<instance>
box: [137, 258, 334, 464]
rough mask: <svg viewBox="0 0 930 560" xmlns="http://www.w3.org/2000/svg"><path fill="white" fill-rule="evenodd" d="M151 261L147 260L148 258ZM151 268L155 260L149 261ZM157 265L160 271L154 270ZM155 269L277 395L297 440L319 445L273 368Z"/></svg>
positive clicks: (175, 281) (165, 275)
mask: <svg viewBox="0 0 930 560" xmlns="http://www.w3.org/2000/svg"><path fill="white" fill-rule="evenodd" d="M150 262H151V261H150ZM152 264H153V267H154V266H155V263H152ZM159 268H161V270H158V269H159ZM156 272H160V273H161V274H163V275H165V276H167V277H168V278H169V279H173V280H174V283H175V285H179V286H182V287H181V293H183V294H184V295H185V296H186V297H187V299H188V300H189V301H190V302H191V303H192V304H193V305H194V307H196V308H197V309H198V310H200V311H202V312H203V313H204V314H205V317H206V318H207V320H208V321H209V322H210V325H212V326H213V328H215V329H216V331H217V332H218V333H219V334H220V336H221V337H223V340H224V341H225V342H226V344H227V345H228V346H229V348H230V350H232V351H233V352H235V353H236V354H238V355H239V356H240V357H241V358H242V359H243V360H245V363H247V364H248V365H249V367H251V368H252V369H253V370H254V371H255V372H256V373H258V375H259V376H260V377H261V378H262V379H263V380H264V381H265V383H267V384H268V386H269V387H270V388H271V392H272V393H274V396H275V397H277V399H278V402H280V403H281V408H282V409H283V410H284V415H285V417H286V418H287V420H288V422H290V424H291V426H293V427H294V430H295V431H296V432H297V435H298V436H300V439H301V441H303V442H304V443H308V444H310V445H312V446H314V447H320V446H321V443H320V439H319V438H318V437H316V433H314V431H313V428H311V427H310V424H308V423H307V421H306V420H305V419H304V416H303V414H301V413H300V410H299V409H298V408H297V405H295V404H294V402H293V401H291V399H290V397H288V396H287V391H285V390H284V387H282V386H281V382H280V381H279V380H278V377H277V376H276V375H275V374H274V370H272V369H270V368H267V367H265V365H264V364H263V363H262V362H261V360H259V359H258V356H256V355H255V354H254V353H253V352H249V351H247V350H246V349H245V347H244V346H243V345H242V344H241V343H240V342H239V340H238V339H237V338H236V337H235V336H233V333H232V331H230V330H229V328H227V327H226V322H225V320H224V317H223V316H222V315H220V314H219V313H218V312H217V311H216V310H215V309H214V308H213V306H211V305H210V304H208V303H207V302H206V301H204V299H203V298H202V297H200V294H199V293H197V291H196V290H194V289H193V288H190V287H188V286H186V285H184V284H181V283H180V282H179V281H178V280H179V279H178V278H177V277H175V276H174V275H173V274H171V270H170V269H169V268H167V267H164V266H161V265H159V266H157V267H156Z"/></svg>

■ ■ ■ ■

[WHAT THE TASK REQUIRES]
Retype every line of the material exactly.

[YOUR SOLUTION]
<instance>
box: [137, 258, 334, 464]
rough mask: <svg viewBox="0 0 930 560" xmlns="http://www.w3.org/2000/svg"><path fill="white" fill-rule="evenodd" d="M151 261L147 260L148 258ZM151 268L155 260L149 261ZM157 265L160 271L154 270ZM155 269L277 395L297 440L319 445L273 368Z"/></svg>
positive clicks: (175, 281) (165, 275)
mask: <svg viewBox="0 0 930 560" xmlns="http://www.w3.org/2000/svg"><path fill="white" fill-rule="evenodd" d="M150 262H151V261H150ZM152 264H153V267H154V266H155V263H152ZM159 268H161V270H158V269H159ZM156 272H160V273H161V274H163V275H165V276H167V277H168V278H169V279H173V280H174V283H175V285H179V286H182V287H181V293H183V294H184V295H185V296H186V297H187V299H188V300H189V301H190V302H191V303H192V304H193V305H194V307H196V308H197V309H198V310H200V311H202V312H203V313H204V314H205V317H206V318H207V320H208V321H209V322H210V325H212V326H213V328H215V329H216V331H217V332H218V333H219V334H220V336H221V337H223V340H224V341H225V342H226V344H227V345H228V346H229V348H230V350H232V351H233V352H235V353H236V354H238V355H239V356H240V357H241V358H242V359H243V360H245V363H247V364H248V365H249V367H251V368H252V369H253V370H254V371H255V372H256V373H258V375H259V376H260V377H261V378H262V379H263V380H264V381H265V383H267V384H268V386H269V387H270V388H271V392H272V393H274V396H275V397H277V399H278V402H280V403H281V408H282V409H283V410H284V415H285V417H286V418H287V420H288V422H290V424H291V426H293V427H294V430H295V431H296V432H297V435H298V436H300V439H301V441H303V442H304V443H308V444H310V445H312V446H314V447H320V446H321V443H320V439H319V438H318V437H316V433H314V431H313V428H311V427H310V424H308V423H307V421H306V420H305V419H304V416H303V414H301V413H300V410H299V409H298V408H297V405H295V404H294V402H293V401H291V399H290V397H288V396H287V391H285V390H284V387H282V386H281V382H280V381H279V380H278V377H277V376H276V375H275V374H274V370H272V369H270V368H267V367H265V365H264V364H263V363H262V362H261V360H259V359H258V356H256V355H255V354H254V353H253V352H249V351H247V350H246V349H245V347H244V346H243V345H242V344H241V343H240V342H239V340H238V339H237V338H236V337H235V336H233V333H232V331H230V330H229V328H227V327H226V322H225V320H224V317H223V316H222V315H220V314H219V313H218V312H217V311H216V310H215V309H214V308H213V306H211V305H210V304H208V303H207V302H206V301H204V299H203V298H202V297H200V294H199V293H197V291H196V290H194V289H193V288H190V287H188V286H186V285H184V284H181V283H180V282H179V281H178V280H179V279H178V278H177V277H175V276H174V275H173V274H171V270H170V269H169V268H167V267H164V266H161V265H159V266H157V267H156Z"/></svg>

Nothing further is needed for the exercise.